## [Task prompt]
What you print should match the entries exactly, only without the pictures.

Items listed in a dataset:
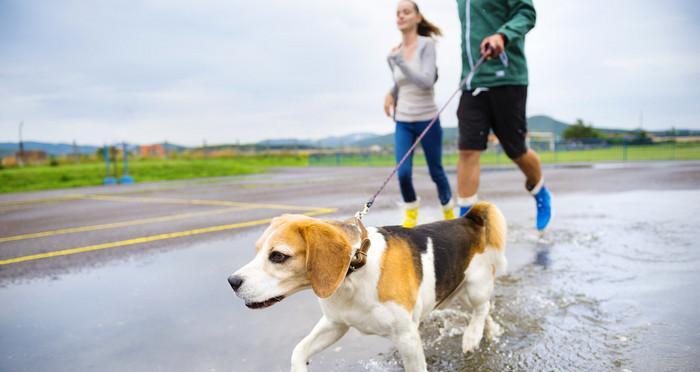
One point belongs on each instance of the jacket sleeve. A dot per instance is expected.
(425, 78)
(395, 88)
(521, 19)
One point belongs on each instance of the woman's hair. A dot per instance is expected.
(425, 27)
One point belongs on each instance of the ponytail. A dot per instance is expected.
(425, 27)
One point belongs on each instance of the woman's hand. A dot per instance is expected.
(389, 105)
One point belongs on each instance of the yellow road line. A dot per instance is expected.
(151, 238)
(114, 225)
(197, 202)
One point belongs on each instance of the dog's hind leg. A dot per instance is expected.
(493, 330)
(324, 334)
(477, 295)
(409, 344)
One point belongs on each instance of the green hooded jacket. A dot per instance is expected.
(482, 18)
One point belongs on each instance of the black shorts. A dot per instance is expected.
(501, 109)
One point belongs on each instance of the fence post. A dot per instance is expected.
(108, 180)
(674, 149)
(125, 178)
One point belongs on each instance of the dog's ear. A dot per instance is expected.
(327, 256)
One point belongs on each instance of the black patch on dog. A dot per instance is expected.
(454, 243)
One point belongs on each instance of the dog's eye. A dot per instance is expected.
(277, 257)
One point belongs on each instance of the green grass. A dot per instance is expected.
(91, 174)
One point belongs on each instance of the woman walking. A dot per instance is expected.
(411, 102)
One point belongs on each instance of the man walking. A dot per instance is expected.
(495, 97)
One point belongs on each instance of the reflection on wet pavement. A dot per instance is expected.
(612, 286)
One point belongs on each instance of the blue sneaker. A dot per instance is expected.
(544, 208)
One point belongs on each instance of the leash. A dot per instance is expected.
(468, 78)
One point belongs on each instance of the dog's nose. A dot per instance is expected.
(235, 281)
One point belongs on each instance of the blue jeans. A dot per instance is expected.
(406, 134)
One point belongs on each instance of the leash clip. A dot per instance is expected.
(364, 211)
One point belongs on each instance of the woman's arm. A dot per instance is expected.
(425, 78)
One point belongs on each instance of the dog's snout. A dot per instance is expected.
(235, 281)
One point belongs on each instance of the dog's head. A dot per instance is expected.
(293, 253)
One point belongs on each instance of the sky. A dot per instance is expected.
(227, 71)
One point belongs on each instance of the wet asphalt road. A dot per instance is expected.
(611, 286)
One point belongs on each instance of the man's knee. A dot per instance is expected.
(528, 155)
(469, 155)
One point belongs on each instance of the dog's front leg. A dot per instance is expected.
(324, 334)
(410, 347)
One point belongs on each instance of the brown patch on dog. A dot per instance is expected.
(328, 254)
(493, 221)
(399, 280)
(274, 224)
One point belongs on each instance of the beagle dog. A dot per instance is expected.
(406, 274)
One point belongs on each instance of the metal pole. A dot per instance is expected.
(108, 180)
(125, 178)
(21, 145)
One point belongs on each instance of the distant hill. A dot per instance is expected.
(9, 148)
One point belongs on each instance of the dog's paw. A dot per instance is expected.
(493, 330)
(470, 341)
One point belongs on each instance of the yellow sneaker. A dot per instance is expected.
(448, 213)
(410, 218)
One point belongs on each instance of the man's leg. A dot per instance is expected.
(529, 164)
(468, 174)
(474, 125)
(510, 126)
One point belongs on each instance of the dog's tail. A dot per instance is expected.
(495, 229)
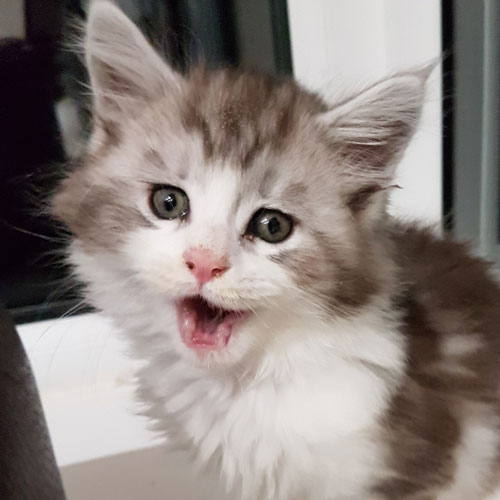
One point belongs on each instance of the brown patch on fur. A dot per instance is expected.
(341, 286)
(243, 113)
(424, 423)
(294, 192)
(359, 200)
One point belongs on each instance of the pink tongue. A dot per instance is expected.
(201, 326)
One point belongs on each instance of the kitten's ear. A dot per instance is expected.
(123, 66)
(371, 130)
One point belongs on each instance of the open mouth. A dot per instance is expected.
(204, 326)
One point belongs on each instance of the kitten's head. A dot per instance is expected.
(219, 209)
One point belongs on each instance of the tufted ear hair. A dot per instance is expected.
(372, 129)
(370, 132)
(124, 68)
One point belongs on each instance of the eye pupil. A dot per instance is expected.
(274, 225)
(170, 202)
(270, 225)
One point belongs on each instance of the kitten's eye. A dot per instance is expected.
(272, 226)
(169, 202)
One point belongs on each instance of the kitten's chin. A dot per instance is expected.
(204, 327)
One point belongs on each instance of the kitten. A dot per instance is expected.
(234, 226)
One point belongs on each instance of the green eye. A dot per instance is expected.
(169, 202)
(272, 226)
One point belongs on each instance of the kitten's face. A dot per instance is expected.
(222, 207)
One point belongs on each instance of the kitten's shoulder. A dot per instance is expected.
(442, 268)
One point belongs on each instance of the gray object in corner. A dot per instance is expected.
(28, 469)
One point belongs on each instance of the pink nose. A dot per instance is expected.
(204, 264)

## [Exercise response]
One point belongs on each instance of the jacket sleeve. A dot per instance is expected.
(425, 78)
(395, 88)
(521, 19)
One point belongs on each instance of the woman's hair. A dot per instance is expected.
(425, 27)
One point belongs on each instance of the ponytail. A dot per instance is expected.
(425, 27)
One point belongs on each instance of the woman's hand. A dot per instance is expected.
(389, 105)
One point belongs on each instance of the yellow road line. A dot per instance is expected.
(151, 238)
(114, 225)
(197, 202)
One point belongs on each instance of the dog's hind leg. A dot per instance is expected.
(493, 330)
(324, 334)
(477, 295)
(409, 344)
One point belongs on each instance of the green hooded jacket. A dot per instance is expected.
(482, 18)
One point belongs on each instance of the black shorts. A dot per instance is expected.
(501, 109)
One point belongs on each instance of the fence post. A dot per instance is expected.
(108, 180)
(674, 149)
(125, 178)
One point belongs on each instance of the dog's ear. A dot per instance is expected.
(327, 256)
One point belongs on each instance of the black patch on dog. A dot per instance is expected.
(454, 243)
One point belongs on each instance of the dog's eye. A dot per instance is expected.
(277, 257)
One point belongs on each instance of the green grass. A dot per instance is expected.
(91, 174)
One point belongs on each instance of the woman walking. A dot per instance is expected.
(411, 102)
One point belongs on each instance of the man walking. A dot per instance is expected.
(495, 97)
One point belongs on each instance of the reflection on wet pavement. A dot per instance is expected.
(612, 286)
One point belongs on each instance of the blue sneaker. A dot per instance is expected.
(544, 208)
One point belongs on each instance of the leash. A dot per instance is expected.
(468, 78)
One point belongs on each instance of the dog's nose. A dot per instance is expected.
(235, 281)
One point belongs on each instance of the blue jeans. A dot per instance is expected.
(406, 134)
One point belongs on each instance of the leash clip. A dot per instance is expected.
(364, 211)
One point belongs on each instance of the woman's arm. A dot per instance is expected.
(425, 78)
One point belongs on each instance of the dog's snout. A dot per instance is expected.
(235, 281)
One point belongs on each instance of the dog's head. A dot per instance is expected.
(293, 253)
One point belongs on each instance of the sky. A dot per instance is expected.
(227, 71)
One point belongs on each instance of the wet asphalt road. A dot per instance is expected.
(611, 286)
One point belongs on each instance of the man's knee. A dot per instance is expected.
(528, 155)
(469, 155)
One point belongs on each instance of the dog's front leg. A dot per instance is expected.
(324, 334)
(410, 347)
One point belongs on each instance of the brown patch on dog. A dot per instance is expected.
(328, 254)
(493, 221)
(399, 280)
(274, 224)
One point belongs on each instance of the beagle dog. A dot per instance is expected.
(406, 274)
One point belongs on each instance of the metal pole. A dot per instance is expected.
(108, 180)
(125, 178)
(21, 145)
One point belongs on each instance of the distant hill. A dot per instance is expected.
(9, 148)
One point belongs on each instance of the dog's paw. A dot per instance is expected.
(493, 330)
(470, 341)
One point belongs on each instance of the yellow sneaker. A dot per instance is expected.
(448, 213)
(410, 218)
One point belongs on each instance of the man's leg. A dot per instance is expected.
(529, 164)
(468, 174)
(474, 125)
(510, 126)
One point belongs on each instance of the dog's tail. A dot per instance is expected.
(495, 229)
One point belongs on each instance of the brown patch on fur. A dot per instance is expected.
(341, 286)
(243, 113)
(424, 423)
(294, 192)
(359, 200)
One point belongs on each instance of the pink tongue. A dot per instance is expected.
(201, 326)
One point belongs on each instance of the kitten's ear. A dot per instance is expected.
(123, 66)
(371, 130)
One point belongs on each instance of the open mouth. A dot per instance is expected.
(204, 326)
One point belongs on each instance of the kitten's head. A dot per instance is expected.
(219, 209)
One point belongs on each instance of the tufted ear hair. A dot per instance is expected.
(372, 129)
(370, 132)
(124, 68)
One point belongs on each instance of the eye pupil. A dot per instance is expected.
(274, 225)
(170, 202)
(270, 225)
One point belongs on each instance of the kitten's eye. A dot per instance is expected.
(272, 226)
(169, 202)
One point belongs on each instance of the kitten's chin. A dot per instance is expected.
(204, 327)
One point belongs on each instance of the kitten. A dot per instance is expected.
(234, 226)
One point belongs on each instance of the green eye. A dot per instance is expected.
(169, 202)
(272, 226)
One point belongs on each instance of the kitten's face. A dot per instance is expected.
(222, 207)
One point belongs on each instance of the kitten's shoulder. A dot per instance is expected.
(442, 268)
One point belongs on each instance of the gray object in corner. A dot per instance is expected.
(28, 469)
One point belongs on each instance of the pink nose. A dot per instance is expected.
(204, 264)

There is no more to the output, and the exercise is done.